Exercise text.
____________________

Watching Tucker do his Gloved One shtick at the start of RH3, it struck me as sweet that the comedian has stayed loyal to his troubled friend (Tucker testified on the singer's behalf at Jackson's 2005 child molestation trial), but a half-dozen scenes later, I began to wonder if the MJ dance wasn't actually a subconscious signal from Tucker — and by extension, Rush Hour series director Brett Ratner — to his audience, saying: "I've been gone from the screen for six years, but I haven't changed. This is what I do, this is what you love, and this is what you're going to get."

Comedy sequels, for the most part, are exercises in nostalgia. Filmmakers, anxious studio execs, and willing audiences collude to create a forum in which they can tell, and we can laugh at, the same joke twice (or thrice) and, in so doing, go back in time to the point at which the joke was fresh and original. It's a bit like the system-restore function in computers that allows us to reset our hard drives to an earlier configuration, thereby wiping out all the errors and bad downloads we've made since. In the case of Rush Hour 3, the joke we're meant to love again is the one about the mousy-voiced African-American comic teaming up with the seriously goofy Chinese martial arts master.

In this third telling of that very profitable premise, Carter and Lee travel to Paris, where they're given a decidedly unfriendly welcome by a French police inspector (Roman Polanski, at his snarky best) and later enlist an America-hating cabbie (French filmmaker Yvan Attal, stealing the show) in their search for the kidnapped daughter (Jingchu Zhang) of the Chinese Ambassador to the U.S. (Tzi Ma). A Chinese triad wants to silence the ambassador, but I must admit that only a few hours after seeing this movie, I couldn't quite recall why. Instead, my mind's eye called up a small moment from the movie's elegantly staged and superbly photographed (by cinematographer J. Michael Muro) Eiffel Tower finale, when Lee, jumping for his life, scurries like a spider up a giant French flag, wrapping himself inside it as he goes. It's classic Chan, basic to the Asian film stunt handbook. But there's an exhilarating joy in Chan's eagerness to execute such moves as if, after all these years and all the complex fight scenes he's been in, the basics are plenty satisfying. He's still the Gene Kelly of martial arts.

____________________

Work instruction 1. In the Rush Hour 3 review, who plays the French police inspector?
Work instruction 2. Copy the part of the Rush Hour 3 review that starts with "Comedy sequels, for" and runs through "martial arts master.".

____________________

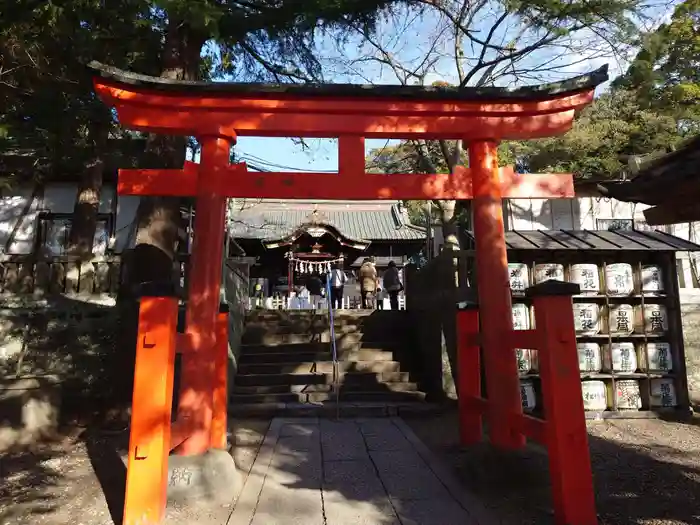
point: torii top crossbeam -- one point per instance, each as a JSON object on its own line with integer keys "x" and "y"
{"x": 351, "y": 113}
{"x": 179, "y": 107}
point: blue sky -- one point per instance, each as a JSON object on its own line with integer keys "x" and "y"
{"x": 409, "y": 39}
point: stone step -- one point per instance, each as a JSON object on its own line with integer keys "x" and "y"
{"x": 341, "y": 344}
{"x": 323, "y": 367}
{"x": 273, "y": 338}
{"x": 326, "y": 387}
{"x": 303, "y": 379}
{"x": 307, "y": 315}
{"x": 320, "y": 397}
{"x": 331, "y": 409}
{"x": 301, "y": 357}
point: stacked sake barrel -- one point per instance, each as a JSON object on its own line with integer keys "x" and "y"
{"x": 622, "y": 326}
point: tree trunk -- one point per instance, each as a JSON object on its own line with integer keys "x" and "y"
{"x": 87, "y": 202}
{"x": 158, "y": 219}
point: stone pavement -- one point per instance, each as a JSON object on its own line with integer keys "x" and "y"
{"x": 351, "y": 472}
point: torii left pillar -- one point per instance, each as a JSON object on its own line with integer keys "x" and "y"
{"x": 198, "y": 372}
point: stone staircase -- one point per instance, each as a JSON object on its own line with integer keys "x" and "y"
{"x": 285, "y": 365}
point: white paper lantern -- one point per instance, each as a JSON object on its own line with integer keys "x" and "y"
{"x": 659, "y": 357}
{"x": 523, "y": 356}
{"x": 549, "y": 271}
{"x": 621, "y": 319}
{"x": 628, "y": 395}
{"x": 619, "y": 279}
{"x": 586, "y": 276}
{"x": 519, "y": 277}
{"x": 587, "y": 318}
{"x": 527, "y": 395}
{"x": 521, "y": 316}
{"x": 589, "y": 358}
{"x": 663, "y": 393}
{"x": 624, "y": 357}
{"x": 652, "y": 279}
{"x": 595, "y": 395}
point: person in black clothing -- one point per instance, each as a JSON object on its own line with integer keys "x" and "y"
{"x": 392, "y": 284}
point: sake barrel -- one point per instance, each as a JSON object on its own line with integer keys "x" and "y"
{"x": 523, "y": 356}
{"x": 595, "y": 395}
{"x": 655, "y": 318}
{"x": 519, "y": 277}
{"x": 548, "y": 271}
{"x": 628, "y": 395}
{"x": 521, "y": 316}
{"x": 659, "y": 357}
{"x": 621, "y": 319}
{"x": 586, "y": 276}
{"x": 527, "y": 395}
{"x": 663, "y": 393}
{"x": 624, "y": 357}
{"x": 652, "y": 279}
{"x": 587, "y": 318}
{"x": 619, "y": 279}
{"x": 589, "y": 358}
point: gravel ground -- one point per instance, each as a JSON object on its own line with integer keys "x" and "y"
{"x": 79, "y": 480}
{"x": 646, "y": 471}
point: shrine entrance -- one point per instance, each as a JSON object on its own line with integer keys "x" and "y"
{"x": 216, "y": 114}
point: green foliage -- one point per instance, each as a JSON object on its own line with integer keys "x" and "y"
{"x": 665, "y": 74}
{"x": 51, "y": 115}
{"x": 604, "y": 135}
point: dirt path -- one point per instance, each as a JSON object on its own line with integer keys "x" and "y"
{"x": 79, "y": 480}
{"x": 646, "y": 472}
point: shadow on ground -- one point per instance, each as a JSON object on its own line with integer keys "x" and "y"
{"x": 645, "y": 471}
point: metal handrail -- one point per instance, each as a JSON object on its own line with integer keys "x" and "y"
{"x": 334, "y": 350}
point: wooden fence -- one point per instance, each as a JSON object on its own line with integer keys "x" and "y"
{"x": 36, "y": 275}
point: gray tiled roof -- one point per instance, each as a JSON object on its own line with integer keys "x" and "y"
{"x": 360, "y": 220}
{"x": 633, "y": 240}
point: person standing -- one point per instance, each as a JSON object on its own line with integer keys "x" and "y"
{"x": 338, "y": 280}
{"x": 368, "y": 284}
{"x": 315, "y": 287}
{"x": 393, "y": 284}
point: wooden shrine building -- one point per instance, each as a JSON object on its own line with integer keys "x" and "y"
{"x": 289, "y": 239}
{"x": 669, "y": 184}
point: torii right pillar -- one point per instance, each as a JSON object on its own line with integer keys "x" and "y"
{"x": 495, "y": 308}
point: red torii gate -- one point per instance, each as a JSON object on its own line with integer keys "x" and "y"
{"x": 216, "y": 113}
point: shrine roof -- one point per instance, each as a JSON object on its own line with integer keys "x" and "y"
{"x": 276, "y": 219}
{"x": 576, "y": 84}
{"x": 662, "y": 178}
{"x": 599, "y": 240}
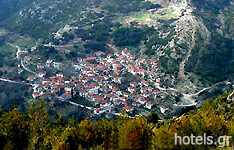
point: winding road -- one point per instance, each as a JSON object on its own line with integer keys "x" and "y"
{"x": 15, "y": 82}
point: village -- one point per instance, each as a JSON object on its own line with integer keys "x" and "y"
{"x": 100, "y": 80}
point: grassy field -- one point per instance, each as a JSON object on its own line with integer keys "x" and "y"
{"x": 167, "y": 14}
{"x": 142, "y": 17}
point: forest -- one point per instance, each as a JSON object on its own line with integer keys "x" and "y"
{"x": 37, "y": 130}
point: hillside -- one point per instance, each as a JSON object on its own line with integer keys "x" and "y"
{"x": 36, "y": 130}
{"x": 82, "y": 56}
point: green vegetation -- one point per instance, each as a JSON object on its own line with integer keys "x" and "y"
{"x": 131, "y": 36}
{"x": 37, "y": 130}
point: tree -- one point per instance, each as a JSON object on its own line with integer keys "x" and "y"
{"x": 135, "y": 134}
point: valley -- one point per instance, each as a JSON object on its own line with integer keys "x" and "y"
{"x": 57, "y": 49}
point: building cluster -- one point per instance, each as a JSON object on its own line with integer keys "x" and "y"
{"x": 103, "y": 80}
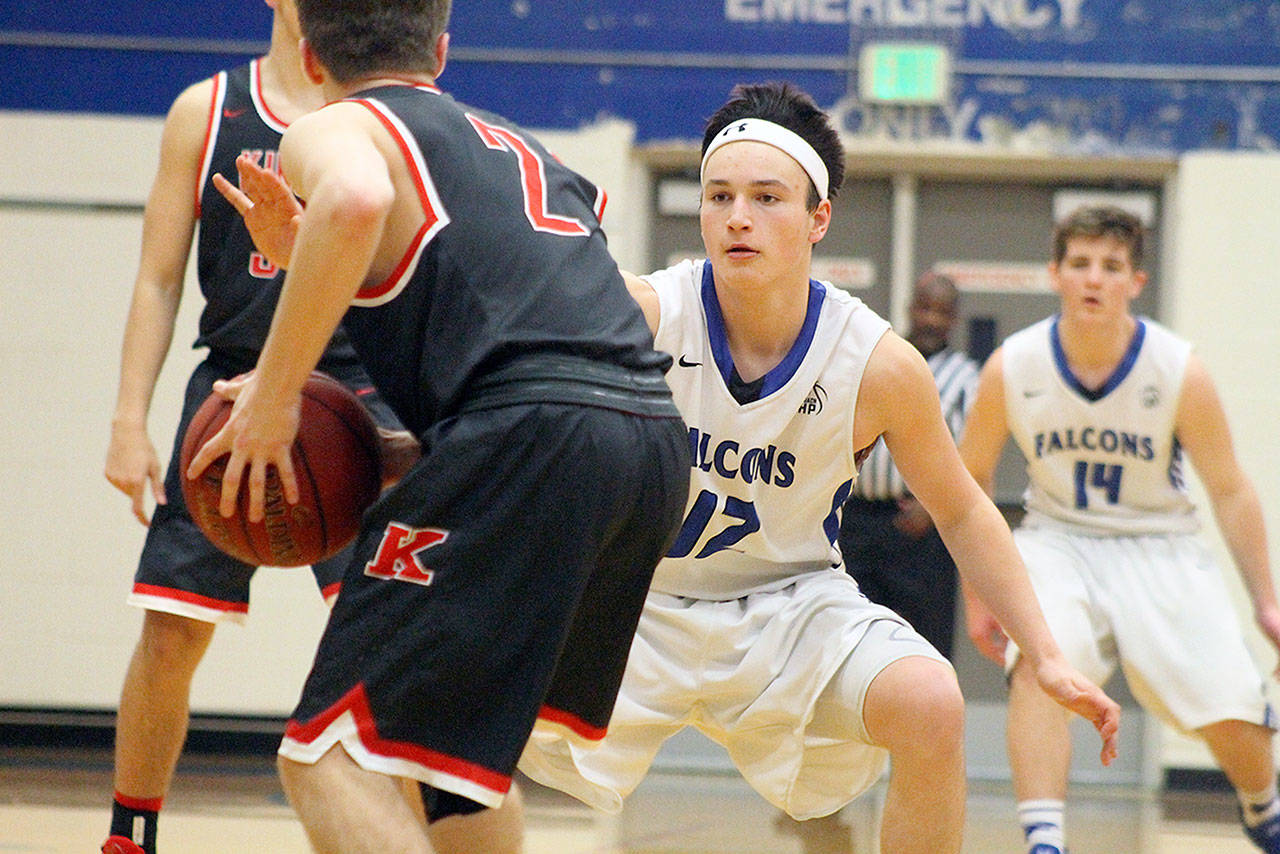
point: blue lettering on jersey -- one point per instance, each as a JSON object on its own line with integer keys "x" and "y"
{"x": 1107, "y": 441}
{"x": 767, "y": 465}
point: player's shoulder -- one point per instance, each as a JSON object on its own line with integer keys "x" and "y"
{"x": 193, "y": 103}
{"x": 1162, "y": 336}
{"x": 685, "y": 273}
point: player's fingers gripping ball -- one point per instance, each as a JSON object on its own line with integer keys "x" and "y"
{"x": 336, "y": 460}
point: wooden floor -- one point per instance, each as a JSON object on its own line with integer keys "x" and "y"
{"x": 54, "y": 800}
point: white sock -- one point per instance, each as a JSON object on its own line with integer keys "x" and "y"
{"x": 1042, "y": 822}
{"x": 1258, "y": 805}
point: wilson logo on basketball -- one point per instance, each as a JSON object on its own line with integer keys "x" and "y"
{"x": 397, "y": 555}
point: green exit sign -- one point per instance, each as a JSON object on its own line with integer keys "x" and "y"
{"x": 904, "y": 73}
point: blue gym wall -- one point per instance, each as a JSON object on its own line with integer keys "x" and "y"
{"x": 1077, "y": 76}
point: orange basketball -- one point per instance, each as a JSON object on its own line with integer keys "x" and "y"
{"x": 338, "y": 467}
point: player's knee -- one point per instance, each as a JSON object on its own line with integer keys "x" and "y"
{"x": 173, "y": 643}
{"x": 915, "y": 702}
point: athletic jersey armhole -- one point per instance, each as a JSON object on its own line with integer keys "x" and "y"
{"x": 215, "y": 106}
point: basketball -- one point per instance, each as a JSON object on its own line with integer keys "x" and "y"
{"x": 336, "y": 461}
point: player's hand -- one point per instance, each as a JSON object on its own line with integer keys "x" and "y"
{"x": 1072, "y": 690}
{"x": 988, "y": 638}
{"x": 270, "y": 210}
{"x": 132, "y": 465}
{"x": 400, "y": 451}
{"x": 259, "y": 435}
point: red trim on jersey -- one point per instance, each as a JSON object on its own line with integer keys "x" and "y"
{"x": 430, "y": 217}
{"x": 209, "y": 136}
{"x": 602, "y": 199}
{"x": 141, "y": 804}
{"x": 571, "y": 721}
{"x": 192, "y": 598}
{"x": 356, "y": 702}
{"x": 261, "y": 99}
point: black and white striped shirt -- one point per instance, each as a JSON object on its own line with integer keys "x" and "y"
{"x": 956, "y": 377}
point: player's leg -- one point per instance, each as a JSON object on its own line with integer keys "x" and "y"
{"x": 1037, "y": 733}
{"x": 914, "y": 708}
{"x": 501, "y": 827}
{"x": 1040, "y": 757}
{"x": 1243, "y": 750}
{"x": 151, "y": 724}
{"x": 338, "y": 802}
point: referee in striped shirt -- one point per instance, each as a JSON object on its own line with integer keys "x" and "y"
{"x": 888, "y": 540}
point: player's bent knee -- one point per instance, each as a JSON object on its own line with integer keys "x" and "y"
{"x": 913, "y": 700}
{"x": 169, "y": 638}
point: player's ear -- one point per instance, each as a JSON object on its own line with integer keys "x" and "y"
{"x": 1139, "y": 282}
{"x": 819, "y": 220}
{"x": 442, "y": 51}
{"x": 311, "y": 65}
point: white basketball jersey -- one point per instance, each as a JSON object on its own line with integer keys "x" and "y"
{"x": 1105, "y": 461}
{"x": 768, "y": 476}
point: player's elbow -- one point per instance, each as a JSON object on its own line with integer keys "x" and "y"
{"x": 353, "y": 205}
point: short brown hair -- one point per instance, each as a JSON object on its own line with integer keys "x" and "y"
{"x": 356, "y": 37}
{"x": 1101, "y": 220}
{"x": 794, "y": 109}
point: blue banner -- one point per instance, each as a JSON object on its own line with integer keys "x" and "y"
{"x": 1073, "y": 76}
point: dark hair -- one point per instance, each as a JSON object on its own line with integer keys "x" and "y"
{"x": 1101, "y": 220}
{"x": 794, "y": 109}
{"x": 356, "y": 37}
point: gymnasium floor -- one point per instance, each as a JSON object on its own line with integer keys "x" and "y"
{"x": 51, "y": 800}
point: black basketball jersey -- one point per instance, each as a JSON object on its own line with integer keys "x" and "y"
{"x": 240, "y": 286}
{"x": 510, "y": 263}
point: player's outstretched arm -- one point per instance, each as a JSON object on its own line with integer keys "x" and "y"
{"x": 981, "y": 444}
{"x": 1202, "y": 429}
{"x": 168, "y": 224}
{"x": 899, "y": 400}
{"x": 337, "y": 167}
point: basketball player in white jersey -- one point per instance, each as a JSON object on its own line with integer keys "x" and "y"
{"x": 752, "y": 631}
{"x": 1102, "y": 405}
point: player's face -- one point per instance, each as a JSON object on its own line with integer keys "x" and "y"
{"x": 1096, "y": 278}
{"x": 932, "y": 315}
{"x": 753, "y": 214}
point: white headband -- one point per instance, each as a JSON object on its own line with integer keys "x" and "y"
{"x": 777, "y": 136}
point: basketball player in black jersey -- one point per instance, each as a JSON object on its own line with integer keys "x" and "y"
{"x": 497, "y": 587}
{"x": 183, "y": 581}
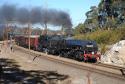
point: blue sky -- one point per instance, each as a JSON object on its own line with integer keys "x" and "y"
{"x": 76, "y": 8}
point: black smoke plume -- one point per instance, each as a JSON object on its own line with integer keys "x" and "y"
{"x": 35, "y": 15}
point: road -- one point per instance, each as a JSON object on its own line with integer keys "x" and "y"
{"x": 77, "y": 76}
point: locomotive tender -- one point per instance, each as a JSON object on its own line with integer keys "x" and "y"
{"x": 83, "y": 50}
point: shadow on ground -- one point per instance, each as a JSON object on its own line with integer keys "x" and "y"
{"x": 10, "y": 73}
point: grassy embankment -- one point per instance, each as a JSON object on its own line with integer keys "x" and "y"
{"x": 104, "y": 37}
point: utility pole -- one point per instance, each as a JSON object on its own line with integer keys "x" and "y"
{"x": 29, "y": 33}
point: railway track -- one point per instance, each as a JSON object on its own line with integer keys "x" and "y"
{"x": 104, "y": 69}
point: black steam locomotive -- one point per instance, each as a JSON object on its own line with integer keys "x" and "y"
{"x": 83, "y": 50}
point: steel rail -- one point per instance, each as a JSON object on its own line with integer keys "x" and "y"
{"x": 104, "y": 69}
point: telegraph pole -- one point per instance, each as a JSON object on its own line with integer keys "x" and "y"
{"x": 29, "y": 33}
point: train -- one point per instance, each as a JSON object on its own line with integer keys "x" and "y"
{"x": 81, "y": 50}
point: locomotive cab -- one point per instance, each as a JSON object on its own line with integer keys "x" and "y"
{"x": 90, "y": 52}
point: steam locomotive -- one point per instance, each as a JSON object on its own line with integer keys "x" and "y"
{"x": 82, "y": 50}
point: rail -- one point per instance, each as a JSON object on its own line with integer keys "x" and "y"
{"x": 109, "y": 70}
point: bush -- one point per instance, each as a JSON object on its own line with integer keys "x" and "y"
{"x": 104, "y": 37}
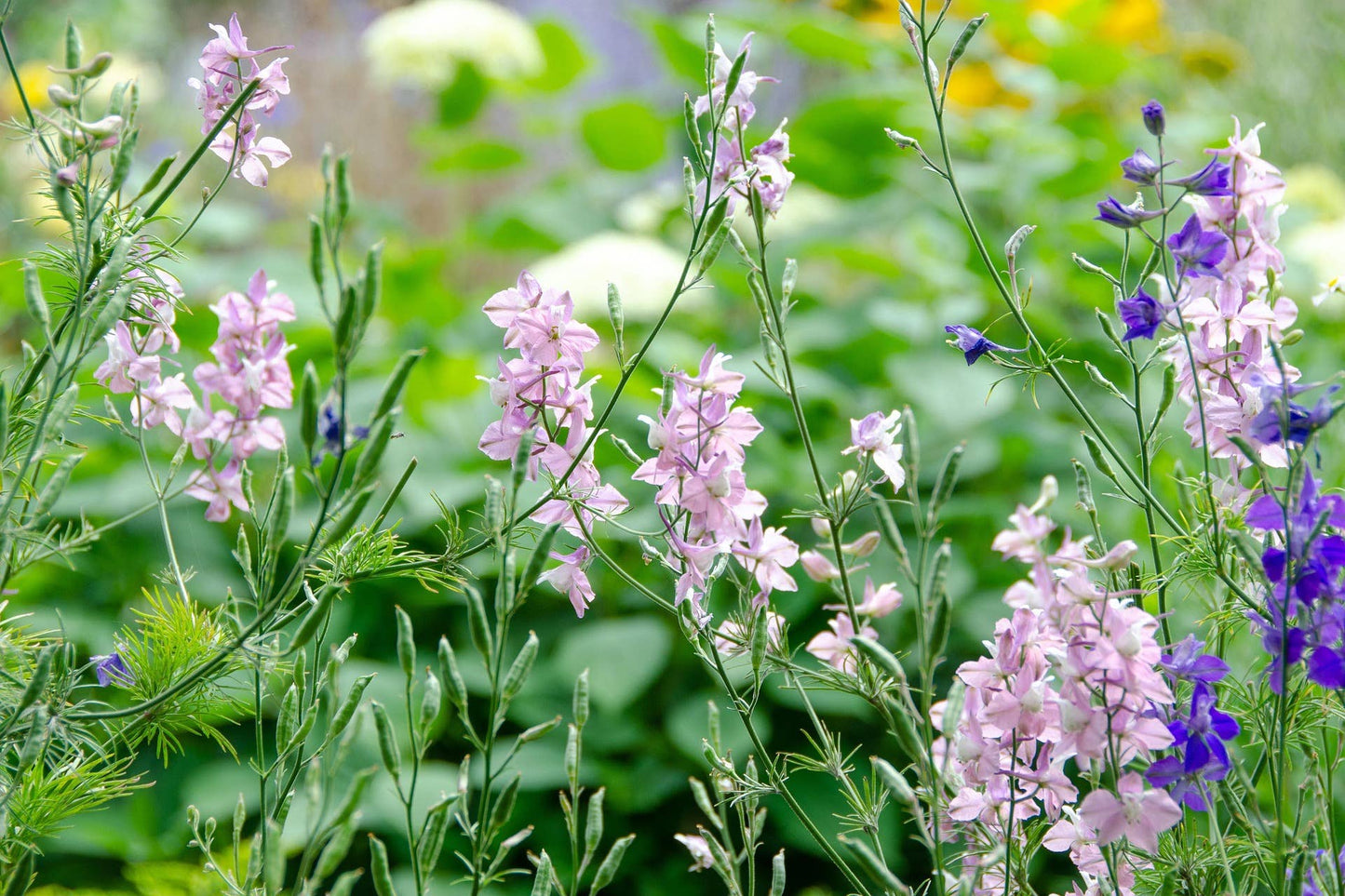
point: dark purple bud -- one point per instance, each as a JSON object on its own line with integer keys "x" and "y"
{"x": 1141, "y": 314}
{"x": 1141, "y": 168}
{"x": 972, "y": 343}
{"x": 111, "y": 670}
{"x": 1214, "y": 180}
{"x": 1118, "y": 216}
{"x": 1154, "y": 118}
{"x": 1197, "y": 250}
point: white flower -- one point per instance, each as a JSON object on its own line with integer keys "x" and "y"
{"x": 425, "y": 42}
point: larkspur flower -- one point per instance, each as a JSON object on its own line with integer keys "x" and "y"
{"x": 1141, "y": 168}
{"x": 973, "y": 343}
{"x": 112, "y": 670}
{"x": 1154, "y": 118}
{"x": 1142, "y": 315}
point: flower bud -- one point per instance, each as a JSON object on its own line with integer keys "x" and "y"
{"x": 864, "y": 545}
{"x": 1154, "y": 120}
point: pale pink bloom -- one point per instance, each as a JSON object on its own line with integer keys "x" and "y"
{"x": 253, "y": 156}
{"x": 221, "y": 488}
{"x": 159, "y": 403}
{"x": 701, "y": 854}
{"x": 1133, "y": 811}
{"x": 765, "y": 555}
{"x": 126, "y": 367}
{"x": 569, "y": 579}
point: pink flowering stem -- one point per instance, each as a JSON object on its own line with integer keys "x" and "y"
{"x": 1017, "y": 314}
{"x": 225, "y": 120}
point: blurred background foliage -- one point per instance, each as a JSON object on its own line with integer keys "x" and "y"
{"x": 546, "y": 133}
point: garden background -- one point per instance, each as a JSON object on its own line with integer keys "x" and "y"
{"x": 546, "y": 135}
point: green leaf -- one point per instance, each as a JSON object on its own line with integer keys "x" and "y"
{"x": 625, "y": 135}
{"x": 564, "y": 57}
{"x": 479, "y": 155}
{"x": 463, "y": 100}
{"x": 623, "y": 657}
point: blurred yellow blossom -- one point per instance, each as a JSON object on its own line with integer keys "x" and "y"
{"x": 425, "y": 42}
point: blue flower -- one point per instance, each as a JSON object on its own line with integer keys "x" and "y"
{"x": 1185, "y": 662}
{"x": 111, "y": 670}
{"x": 1197, "y": 250}
{"x": 972, "y": 343}
{"x": 1214, "y": 180}
{"x": 1154, "y": 118}
{"x": 1202, "y": 755}
{"x": 331, "y": 432}
{"x": 1141, "y": 314}
{"x": 1110, "y": 210}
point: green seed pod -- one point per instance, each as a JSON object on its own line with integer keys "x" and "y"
{"x": 405, "y": 642}
{"x": 387, "y": 742}
{"x": 346, "y": 711}
{"x": 397, "y": 382}
{"x": 378, "y": 862}
{"x": 432, "y": 700}
{"x": 607, "y": 871}
{"x": 34, "y": 298}
{"x": 777, "y": 875}
{"x": 452, "y": 677}
{"x": 520, "y": 667}
{"x": 960, "y": 46}
{"x": 580, "y": 702}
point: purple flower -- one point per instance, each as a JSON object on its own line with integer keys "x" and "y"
{"x": 1284, "y": 420}
{"x": 1141, "y": 168}
{"x": 1110, "y": 210}
{"x": 1212, "y": 181}
{"x": 1185, "y": 662}
{"x": 1154, "y": 118}
{"x": 972, "y": 343}
{"x": 1141, "y": 314}
{"x": 1197, "y": 250}
{"x": 1200, "y": 736}
{"x": 111, "y": 670}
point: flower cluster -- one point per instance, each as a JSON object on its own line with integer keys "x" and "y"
{"x": 737, "y": 172}
{"x": 704, "y": 500}
{"x": 249, "y": 371}
{"x": 545, "y": 397}
{"x": 1305, "y": 608}
{"x": 1072, "y": 675}
{"x": 221, "y": 84}
{"x": 1200, "y": 735}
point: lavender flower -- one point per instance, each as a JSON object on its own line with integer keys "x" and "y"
{"x": 112, "y": 670}
{"x": 1111, "y": 210}
{"x": 1141, "y": 168}
{"x": 1141, "y": 314}
{"x": 1154, "y": 118}
{"x": 972, "y": 343}
{"x": 1197, "y": 250}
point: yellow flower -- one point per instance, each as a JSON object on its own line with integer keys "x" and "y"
{"x": 35, "y": 80}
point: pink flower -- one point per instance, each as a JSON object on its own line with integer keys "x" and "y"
{"x": 1133, "y": 813}
{"x": 569, "y": 579}
{"x": 765, "y": 555}
{"x": 836, "y": 648}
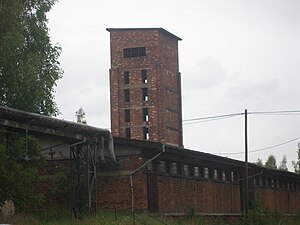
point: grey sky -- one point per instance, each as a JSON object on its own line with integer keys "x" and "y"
{"x": 234, "y": 55}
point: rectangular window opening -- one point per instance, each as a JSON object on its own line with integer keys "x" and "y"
{"x": 186, "y": 170}
{"x": 127, "y": 132}
{"x": 145, "y": 96}
{"x": 144, "y": 77}
{"x": 146, "y": 133}
{"x": 126, "y": 95}
{"x": 134, "y": 52}
{"x": 206, "y": 172}
{"x": 127, "y": 115}
{"x": 145, "y": 114}
{"x": 126, "y": 77}
{"x": 196, "y": 171}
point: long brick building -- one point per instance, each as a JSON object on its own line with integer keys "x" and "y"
{"x": 144, "y": 166}
{"x": 145, "y": 85}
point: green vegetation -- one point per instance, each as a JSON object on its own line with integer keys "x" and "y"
{"x": 258, "y": 216}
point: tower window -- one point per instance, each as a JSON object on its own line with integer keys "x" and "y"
{"x": 126, "y": 95}
{"x": 127, "y": 115}
{"x": 146, "y": 133}
{"x": 144, "y": 76}
{"x": 134, "y": 52}
{"x": 145, "y": 96}
{"x": 126, "y": 77}
{"x": 145, "y": 114}
{"x": 127, "y": 132}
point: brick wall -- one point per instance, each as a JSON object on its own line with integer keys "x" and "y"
{"x": 163, "y": 83}
{"x": 281, "y": 200}
{"x": 178, "y": 194}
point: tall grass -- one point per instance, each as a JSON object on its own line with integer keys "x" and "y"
{"x": 258, "y": 216}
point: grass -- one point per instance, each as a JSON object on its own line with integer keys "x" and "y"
{"x": 63, "y": 217}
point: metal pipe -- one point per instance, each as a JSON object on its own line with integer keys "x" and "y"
{"x": 111, "y": 148}
{"x": 136, "y": 170}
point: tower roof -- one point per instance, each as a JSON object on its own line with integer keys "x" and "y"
{"x": 141, "y": 29}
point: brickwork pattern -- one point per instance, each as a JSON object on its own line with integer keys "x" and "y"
{"x": 163, "y": 84}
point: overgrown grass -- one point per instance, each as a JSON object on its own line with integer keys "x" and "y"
{"x": 259, "y": 216}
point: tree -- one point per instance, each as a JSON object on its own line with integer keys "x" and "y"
{"x": 19, "y": 165}
{"x": 271, "y": 162}
{"x": 296, "y": 164}
{"x": 259, "y": 162}
{"x": 29, "y": 69}
{"x": 80, "y": 116}
{"x": 283, "y": 163}
{"x": 29, "y": 66}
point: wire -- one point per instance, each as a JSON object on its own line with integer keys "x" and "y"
{"x": 213, "y": 117}
{"x": 262, "y": 149}
{"x": 208, "y": 120}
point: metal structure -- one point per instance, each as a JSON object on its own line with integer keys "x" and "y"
{"x": 83, "y": 178}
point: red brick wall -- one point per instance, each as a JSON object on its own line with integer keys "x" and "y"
{"x": 115, "y": 192}
{"x": 161, "y": 63}
{"x": 179, "y": 194}
{"x": 284, "y": 201}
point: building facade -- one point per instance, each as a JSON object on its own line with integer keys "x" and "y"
{"x": 145, "y": 85}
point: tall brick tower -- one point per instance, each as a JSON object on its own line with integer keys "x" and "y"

____________________

Written solution 1. Roman Polanski

Written solution 2.
Comedy sequels, for the most part, are exercises in nostalgia. Filmmakers, anxious studio execs, and willing audiences collude to create a forum in which they can tell, and we can laugh at, the same joke twice (or thrice) and, in so doing, go back in time to the point at which the joke was fresh and original. It's a bit like the system-restore function in computers that allows us to reset our hard drives to an earlier configuration, thereby wiping out all the errors and bad downloads we've made since. In the case of Rush Hour 3, the joke we're meant to love again is the one about the mousy-voiced African-American comic teaming up with the seriously goofy Chinese martial arts master.